◆ Dataset records
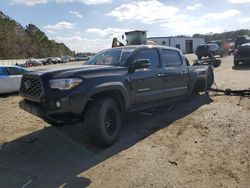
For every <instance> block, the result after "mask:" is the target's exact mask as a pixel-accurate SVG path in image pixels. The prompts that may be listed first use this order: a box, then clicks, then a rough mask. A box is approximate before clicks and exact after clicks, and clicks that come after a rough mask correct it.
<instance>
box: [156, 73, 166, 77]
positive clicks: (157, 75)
mask: <svg viewBox="0 0 250 188" xmlns="http://www.w3.org/2000/svg"><path fill="white" fill-rule="evenodd" d="M163 76H165V73H158V74H157V77H163Z"/></svg>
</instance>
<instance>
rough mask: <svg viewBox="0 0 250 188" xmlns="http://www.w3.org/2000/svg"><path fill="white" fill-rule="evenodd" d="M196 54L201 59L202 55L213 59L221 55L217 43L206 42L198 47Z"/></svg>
mask: <svg viewBox="0 0 250 188" xmlns="http://www.w3.org/2000/svg"><path fill="white" fill-rule="evenodd" d="M195 54H196V55H197V57H198V59H199V60H200V59H201V58H202V57H208V58H210V59H212V58H213V57H214V56H215V55H220V49H219V46H218V45H217V44H214V43H211V44H205V45H200V46H198V47H197V49H196V52H195Z"/></svg>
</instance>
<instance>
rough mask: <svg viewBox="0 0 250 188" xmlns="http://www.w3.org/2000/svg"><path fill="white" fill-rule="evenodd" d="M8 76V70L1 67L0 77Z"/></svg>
mask: <svg viewBox="0 0 250 188" xmlns="http://www.w3.org/2000/svg"><path fill="white" fill-rule="evenodd" d="M6 75H8V72H7V71H6V69H5V68H3V67H0V76H6Z"/></svg>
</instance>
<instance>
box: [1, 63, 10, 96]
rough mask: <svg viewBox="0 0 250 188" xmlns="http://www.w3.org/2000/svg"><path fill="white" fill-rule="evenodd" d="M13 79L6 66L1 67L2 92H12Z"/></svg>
mask: <svg viewBox="0 0 250 188" xmlns="http://www.w3.org/2000/svg"><path fill="white" fill-rule="evenodd" d="M11 89H12V86H11V79H10V75H9V73H8V71H7V69H6V68H5V67H0V94H2V93H8V92H11Z"/></svg>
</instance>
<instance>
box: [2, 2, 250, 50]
mask: <svg viewBox="0 0 250 188" xmlns="http://www.w3.org/2000/svg"><path fill="white" fill-rule="evenodd" d="M0 10H1V11H3V12H4V13H6V14H7V15H9V16H10V17H12V18H13V19H15V20H16V21H18V22H19V23H21V24H22V25H27V24H28V23H33V24H35V25H37V26H38V27H39V28H40V29H41V30H42V31H44V32H45V33H46V34H47V36H48V37H49V38H50V39H54V40H56V41H58V42H64V43H65V44H66V45H67V46H69V47H70V48H71V49H72V50H75V51H78V52H79V51H90V52H96V51H99V50H101V49H104V48H109V47H110V46H111V40H112V38H113V37H114V36H117V37H120V36H121V35H122V34H123V33H124V32H125V31H129V30H134V29H139V30H148V36H149V37H155V36H171V35H179V34H185V35H192V34H194V33H209V32H213V33H216V32H223V31H230V30H237V29H250V0H209V1H208V0H204V1H202V0H175V1H174V0H137V1H132V0H1V2H0Z"/></svg>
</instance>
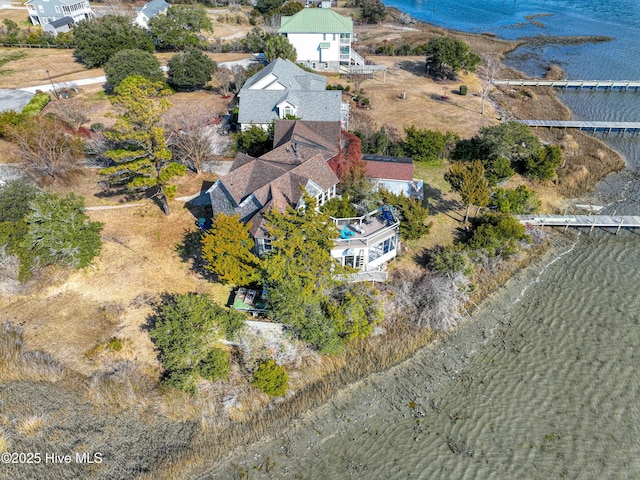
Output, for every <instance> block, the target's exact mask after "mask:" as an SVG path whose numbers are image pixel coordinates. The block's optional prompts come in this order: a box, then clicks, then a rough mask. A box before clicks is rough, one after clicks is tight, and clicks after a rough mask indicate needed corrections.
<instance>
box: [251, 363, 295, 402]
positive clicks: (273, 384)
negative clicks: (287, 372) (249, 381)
mask: <svg viewBox="0 0 640 480" xmlns="http://www.w3.org/2000/svg"><path fill="white" fill-rule="evenodd" d="M251 383H253V385H254V386H255V387H256V388H259V389H260V390H262V391H263V392H264V393H266V394H267V395H269V396H270V397H282V396H284V395H286V393H287V390H288V388H289V376H288V375H287V371H286V369H285V368H284V367H282V366H280V365H277V364H276V361H275V360H266V361H264V362H262V363H261V364H260V366H259V367H258V369H257V370H256V371H255V372H254V374H253V381H252V382H251Z"/></svg>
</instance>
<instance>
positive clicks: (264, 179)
mask: <svg viewBox="0 0 640 480" xmlns="http://www.w3.org/2000/svg"><path fill="white" fill-rule="evenodd" d="M339 152H340V123H339V122H337V121H336V122H313V121H311V122H306V121H293V120H277V121H276V126H275V132H274V148H273V150H271V151H270V152H267V153H265V154H264V155H262V156H261V157H259V158H254V157H251V156H249V155H246V154H243V153H241V154H238V156H237V157H236V159H235V160H234V162H233V165H232V166H231V170H230V171H229V173H228V174H227V175H225V176H223V177H222V178H220V179H219V180H218V181H217V182H216V183H214V184H213V185H212V186H211V188H209V190H207V194H209V196H210V197H211V206H212V209H213V213H214V215H215V214H217V213H225V214H231V215H232V214H238V216H239V217H240V220H242V221H243V222H245V223H248V222H251V229H250V233H251V235H253V237H254V238H255V240H256V249H257V251H258V253H259V254H263V253H264V252H265V251H267V250H268V249H269V235H268V232H267V230H266V228H265V220H264V216H263V215H264V213H266V212H269V211H271V210H273V209H274V208H275V209H278V210H280V211H284V209H286V208H287V206H291V207H294V208H297V207H299V206H301V201H302V191H303V188H304V189H305V190H306V191H307V193H308V194H309V195H311V196H313V197H315V198H316V199H317V201H318V204H319V205H323V204H324V203H325V202H326V201H328V200H330V199H331V198H333V197H335V196H336V185H337V184H338V182H339V179H338V177H337V176H336V174H335V173H334V171H333V170H332V169H331V167H330V166H329V163H328V161H329V160H331V159H332V158H333V157H335V156H336V155H338V154H339Z"/></svg>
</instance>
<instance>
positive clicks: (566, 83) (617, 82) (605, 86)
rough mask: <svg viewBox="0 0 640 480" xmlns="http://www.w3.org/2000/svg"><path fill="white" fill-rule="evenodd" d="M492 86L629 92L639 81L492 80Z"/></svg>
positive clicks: (637, 84)
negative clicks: (548, 87) (572, 89)
mask: <svg viewBox="0 0 640 480" xmlns="http://www.w3.org/2000/svg"><path fill="white" fill-rule="evenodd" d="M493 84H494V85H509V86H513V87H553V88H578V89H581V88H588V89H591V90H620V91H627V90H631V91H634V92H637V91H638V89H640V80H535V79H534V80H520V79H518V80H494V81H493Z"/></svg>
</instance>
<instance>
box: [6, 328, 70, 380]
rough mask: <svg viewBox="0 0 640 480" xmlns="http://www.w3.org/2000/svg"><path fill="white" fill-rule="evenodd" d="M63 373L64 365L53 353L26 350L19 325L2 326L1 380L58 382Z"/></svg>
mask: <svg viewBox="0 0 640 480" xmlns="http://www.w3.org/2000/svg"><path fill="white" fill-rule="evenodd" d="M63 375H64V367H63V366H62V365H61V364H60V363H58V362H57V361H56V360H55V359H54V358H53V357H52V356H51V355H49V354H47V353H44V352H41V351H37V350H36V351H28V350H26V348H25V344H24V340H23V339H22V330H21V329H20V328H19V327H16V326H14V325H12V324H11V323H9V322H5V323H4V324H2V325H1V326H0V381H8V380H31V381H49V382H56V381H58V380H60V379H61V378H62V377H63Z"/></svg>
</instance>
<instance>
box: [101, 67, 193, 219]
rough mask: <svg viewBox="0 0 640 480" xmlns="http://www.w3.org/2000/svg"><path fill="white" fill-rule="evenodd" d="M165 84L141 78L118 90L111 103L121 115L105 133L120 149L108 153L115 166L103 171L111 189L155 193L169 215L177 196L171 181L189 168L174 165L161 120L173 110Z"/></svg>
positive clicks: (116, 149)
mask: <svg viewBox="0 0 640 480" xmlns="http://www.w3.org/2000/svg"><path fill="white" fill-rule="evenodd" d="M167 94H168V92H167V91H166V90H165V89H164V88H163V85H162V83H154V82H150V81H149V80H147V79H146V78H143V77H140V76H133V77H127V78H126V79H125V80H123V81H122V83H120V85H119V86H118V87H116V89H115V95H114V96H113V97H112V98H111V103H112V104H113V105H114V107H116V108H117V109H118V110H119V111H120V113H119V114H117V115H116V116H115V117H116V124H115V125H114V127H113V128H112V129H111V130H109V131H107V132H105V136H107V138H109V139H111V140H113V141H114V142H116V144H117V148H116V149H113V150H109V151H107V152H105V155H106V156H107V157H108V158H110V159H111V160H113V162H115V165H114V166H111V167H108V168H104V169H102V170H101V171H100V174H101V175H104V176H105V177H106V179H107V180H106V183H107V185H108V186H109V187H112V188H117V189H120V190H122V191H125V192H126V193H128V194H130V195H140V194H145V193H151V194H152V196H153V197H154V198H156V199H157V200H158V202H159V203H160V206H161V208H162V210H163V211H164V213H165V214H166V215H169V203H168V198H170V197H172V196H173V195H175V185H172V184H171V183H170V182H171V179H172V178H173V177H175V176H176V175H184V172H185V170H186V167H185V166H184V165H181V164H179V163H176V162H172V161H171V151H170V150H169V148H167V142H166V138H165V133H164V129H163V128H162V127H161V126H160V116H161V115H162V114H163V113H164V112H165V111H166V110H167V109H168V108H169V106H170V104H169V102H168V101H167V99H166V98H165V97H166V96H167Z"/></svg>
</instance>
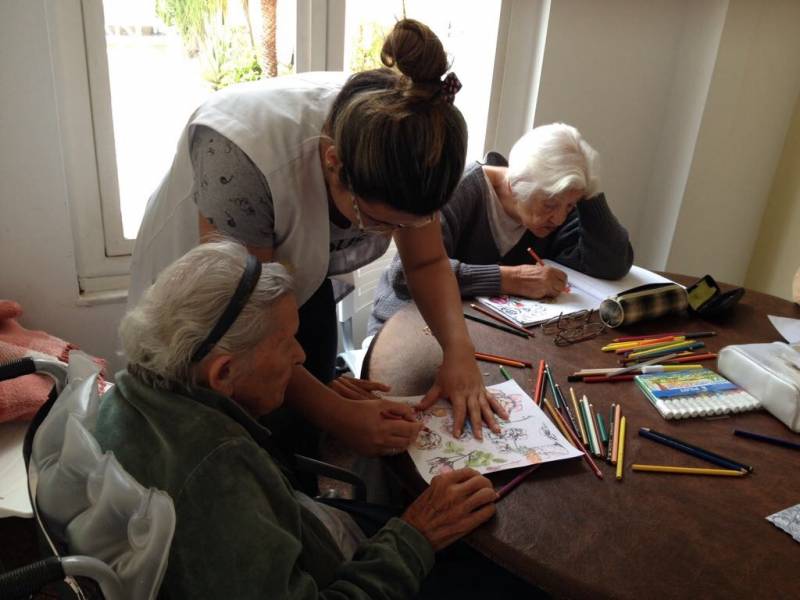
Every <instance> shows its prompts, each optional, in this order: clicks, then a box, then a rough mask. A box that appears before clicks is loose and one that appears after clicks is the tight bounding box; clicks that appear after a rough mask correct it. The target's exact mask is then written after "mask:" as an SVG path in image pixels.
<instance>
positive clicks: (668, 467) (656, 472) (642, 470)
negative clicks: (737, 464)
mask: <svg viewBox="0 0 800 600" xmlns="http://www.w3.org/2000/svg"><path fill="white" fill-rule="evenodd" d="M631 469H633V470H634V471H645V472H650V473H675V474H683V475H723V476H727V477H742V476H744V475H747V473H745V472H744V471H733V470H731V469H698V468H695V467H667V466H662V465H631Z"/></svg>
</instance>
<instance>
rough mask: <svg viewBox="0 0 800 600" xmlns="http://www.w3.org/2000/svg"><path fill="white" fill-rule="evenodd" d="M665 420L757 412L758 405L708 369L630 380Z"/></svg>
mask: <svg viewBox="0 0 800 600" xmlns="http://www.w3.org/2000/svg"><path fill="white" fill-rule="evenodd" d="M633 380H634V381H635V382H636V384H637V385H638V386H639V389H641V390H642V392H643V393H644V395H645V396H646V397H647V399H648V400H649V401H650V403H651V404H652V405H653V406H654V407H655V409H656V410H657V411H658V412H659V414H660V415H661V416H662V417H664V418H665V419H690V418H694V417H709V416H716V415H726V414H731V413H738V412H745V411H749V410H757V409H759V408H761V404H760V403H759V402H758V400H756V399H755V398H754V397H753V396H751V395H750V394H748V393H747V392H746V391H744V390H743V389H742V388H740V387H739V386H738V385H736V384H735V383H732V382H731V381H728V380H727V379H725V378H724V377H723V376H722V375H720V374H719V373H716V372H715V371H712V370H711V369H693V370H687V371H670V372H666V373H646V374H643V375H637V376H636V377H634V378H633Z"/></svg>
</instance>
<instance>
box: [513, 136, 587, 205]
mask: <svg viewBox="0 0 800 600" xmlns="http://www.w3.org/2000/svg"><path fill="white" fill-rule="evenodd" d="M597 162H598V160H597V152H596V151H595V150H594V148H592V147H591V146H590V145H589V143H588V142H587V141H586V140H584V139H583V136H581V134H580V132H579V131H578V130H577V129H575V128H574V127H572V126H571V125H566V124H564V123H552V124H550V125H542V126H540V127H536V128H535V129H532V130H531V131H529V132H528V133H526V134H525V135H523V136H522V137H521V138H520V139H518V140H517V142H516V143H515V144H514V147H513V148H512V149H511V154H509V158H508V173H507V175H506V178H507V180H508V183H509V186H510V187H511V193H512V195H513V197H514V199H515V200H516V201H517V202H528V201H529V200H530V199H531V198H532V197H533V196H534V194H537V193H540V192H541V193H544V194H545V195H547V196H548V197H550V198H552V197H553V196H556V195H557V194H561V193H562V192H565V191H567V190H583V193H584V196H585V197H586V198H591V197H592V196H594V195H595V194H596V193H597V192H598V188H599V187H600V181H599V177H598V174H597Z"/></svg>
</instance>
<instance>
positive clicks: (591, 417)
mask: <svg viewBox="0 0 800 600" xmlns="http://www.w3.org/2000/svg"><path fill="white" fill-rule="evenodd" d="M580 406H581V409H582V414H583V425H584V427H586V435H587V437H588V438H589V446H590V447H591V450H592V454H594V455H595V456H597V453H598V451H599V448H600V446H599V444H598V443H597V434H596V432H595V429H594V426H593V425H592V413H591V411H590V410H589V399H588V398H587V397H586V396H584V397H583V398H581V404H580Z"/></svg>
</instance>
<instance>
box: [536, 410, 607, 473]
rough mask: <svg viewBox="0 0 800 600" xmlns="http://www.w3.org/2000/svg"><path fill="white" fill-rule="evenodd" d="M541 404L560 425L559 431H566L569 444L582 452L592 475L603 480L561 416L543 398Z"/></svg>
mask: <svg viewBox="0 0 800 600" xmlns="http://www.w3.org/2000/svg"><path fill="white" fill-rule="evenodd" d="M543 402H544V405H545V407H546V408H548V409H549V411H550V414H551V415H553V416H554V418H555V419H556V420H557V421H559V422H560V423H561V425H560V426H559V429H561V428H563V429H565V430H566V432H567V438H568V439H569V440H570V441H571V442H572V443H573V444H574V445H575V447H576V448H577V449H578V450H580V451H581V452H583V458H584V460H586V462H588V463H589V466H590V467H591V468H592V470H593V471H594V474H595V475H597V477H598V479H602V478H603V472H602V471H601V470H600V469H599V468H598V466H597V465H596V464H595V462H594V461H593V460H592V457H591V456H589V453H588V452H587V451H586V447H585V446H584V445H583V444H581V441H580V440H579V439H578V438H577V437H576V436H575V435H574V434H573V433H572V431H571V430H570V428H569V427H567V424H566V422H564V419H563V418H562V417H561V415H560V414H558V412H557V411H555V410H553V407H552V405H551V404H550V403H549V402H548V401H547V398H545V399H544V401H543Z"/></svg>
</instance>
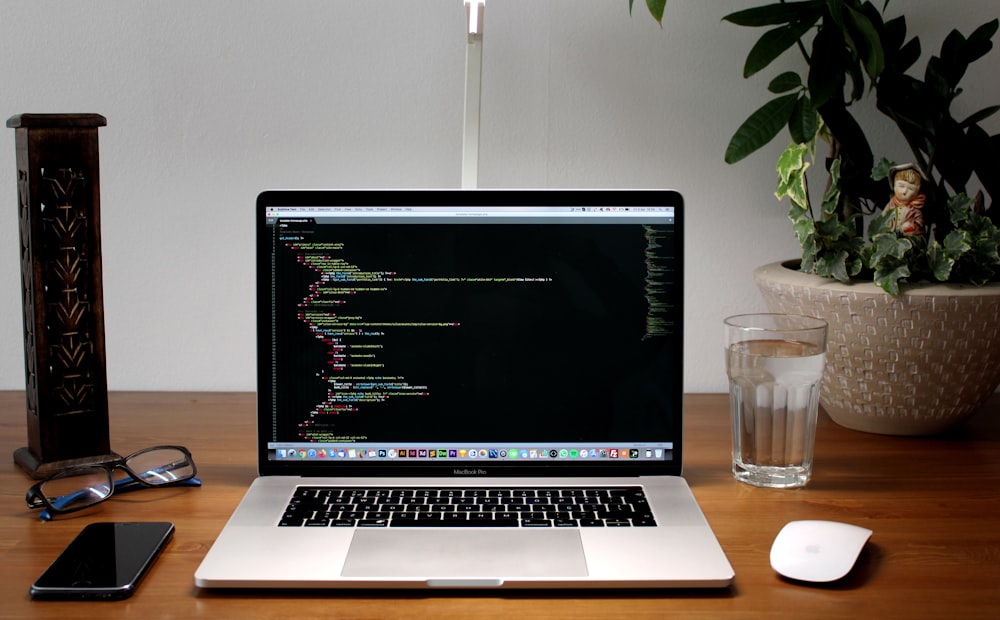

◆ INSTRUCTIONS FOR THE TASK
Only the lines that hold the word "before" are wanted; each should be pulled from the records.

◆ RESPONSE TO THIS EXERCISE
For every <instance> block, the result after "mask:" is the target's exact mask as a pixel-accurate SVG path in image pixels. The prompts that may be listed first use this order: a box, then clicks, then a rough mask. A box is approximate before clicks and exact after clicks, and clicks that come after a rough mask correct it.
Output, for every <instance> block, the target's exact mask after "mask:" as an SVG path whose numbers are image pixel coordinates. The block's optional prompts come in this order: a box, then clicks, then a rough mask. A box before clicks is rough, one after clicks is tight, and clicks after a rough mask indicate needed corrections.
Every <instance> shows its prompts, each optional, in this order: clicks, then a box, then a rough mask. A box that appears before clicks is loose and one that appears after clicks is the tight bounding box; clicks that appear after a rough mask correct it. The target's exact mask is then written after "mask:" as an SVG path in image pixels.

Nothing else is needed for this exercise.